17. The method of claim 16, wherein the digitized speech signal is analyzed as a step in encoding speech.

18. The method of claim 16, wherein the preliminary excitation parameters include a preliminary voiced/unvoiced parameter for at least one frequency band and the excitation parameters include a voiced/unvoiced parameter for at least one frequency band.

19. The method of claim 18, wherein the excitation parameters include a fundamental frequency.

20. The method of claim 18, wherein the digitized speech signal is divided into frames and the smoothing step makes the voiced/unvoiced parameter of a frame more voiced than the preliminary voiced/unvoiced parameter when voiced/unvoiced parameters of frames that precede or succeed the frame by less than a predetermined number of frames are voiced.

21. The method of claim 18, wherein the smoothing step makes the voiced/unvoiced parameter of a frequency band more voiced than the preliminary voiced/unvoiced parameter when voiced/unvoiced parameters of a predetermined number of adjacent frequency bands are voiced.

DATA RECORDS >>
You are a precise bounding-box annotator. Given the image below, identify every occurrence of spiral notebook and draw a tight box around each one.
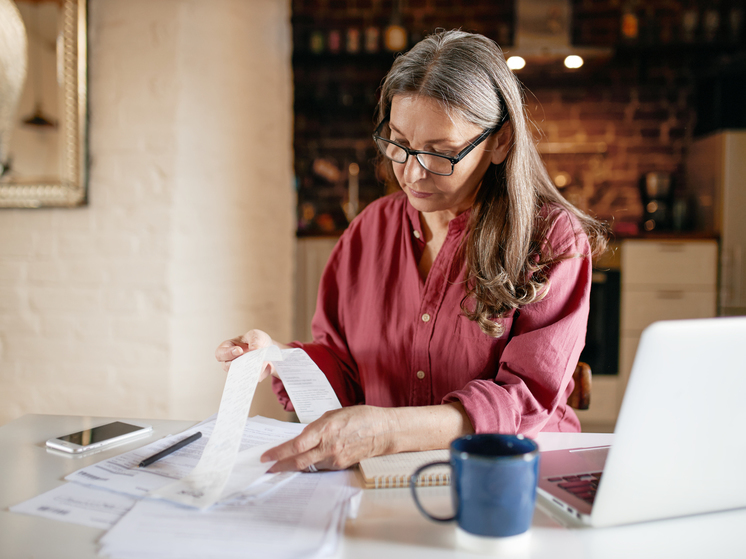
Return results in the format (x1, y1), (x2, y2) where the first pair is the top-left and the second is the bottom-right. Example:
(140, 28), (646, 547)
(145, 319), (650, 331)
(360, 449), (451, 489)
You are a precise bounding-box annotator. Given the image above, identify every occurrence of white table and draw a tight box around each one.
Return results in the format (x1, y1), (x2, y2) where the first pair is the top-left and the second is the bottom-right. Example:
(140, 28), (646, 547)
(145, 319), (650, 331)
(0, 415), (746, 559)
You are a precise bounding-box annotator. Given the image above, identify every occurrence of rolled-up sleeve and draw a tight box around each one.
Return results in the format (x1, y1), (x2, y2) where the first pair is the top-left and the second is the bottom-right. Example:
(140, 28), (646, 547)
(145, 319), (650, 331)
(443, 216), (592, 436)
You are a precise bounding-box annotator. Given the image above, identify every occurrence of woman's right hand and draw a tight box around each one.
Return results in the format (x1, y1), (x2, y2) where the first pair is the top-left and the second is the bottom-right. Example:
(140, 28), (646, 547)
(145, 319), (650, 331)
(215, 330), (280, 381)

GIVEN REQUEST >>
Carry on the patent claims about speech excitation parameters from their final claim.

TASK OUTPUT >>
22. The method of claim 18, wherein the digitized speech signal is divided into frames and the smoothing step makes the voiced/unvoiced parameter of a frame and frequency band more voiced than the preliminary voiced/unvoiced parameter when voiced/unvoiced parameters of frames that precede or succeed the frame by less than a predetermined number of frames and voiced/unvoiced parameters of a predetermined number of adjacent frequency bands are voiced.

23. The method of claim 18, wherein the voiced/unvoiced parameter is permitted to have values that vary over a continuous range.

24. The method of claim 16, wherein the smoothing step is performed as a function of time.

25. The method of claim 16, wherein the smoothing step is performed as a function of both time and frequency.

26. A method of synthesizing speech using the excitation parameters, where the excitation parameters were estimated using the method in claim 16.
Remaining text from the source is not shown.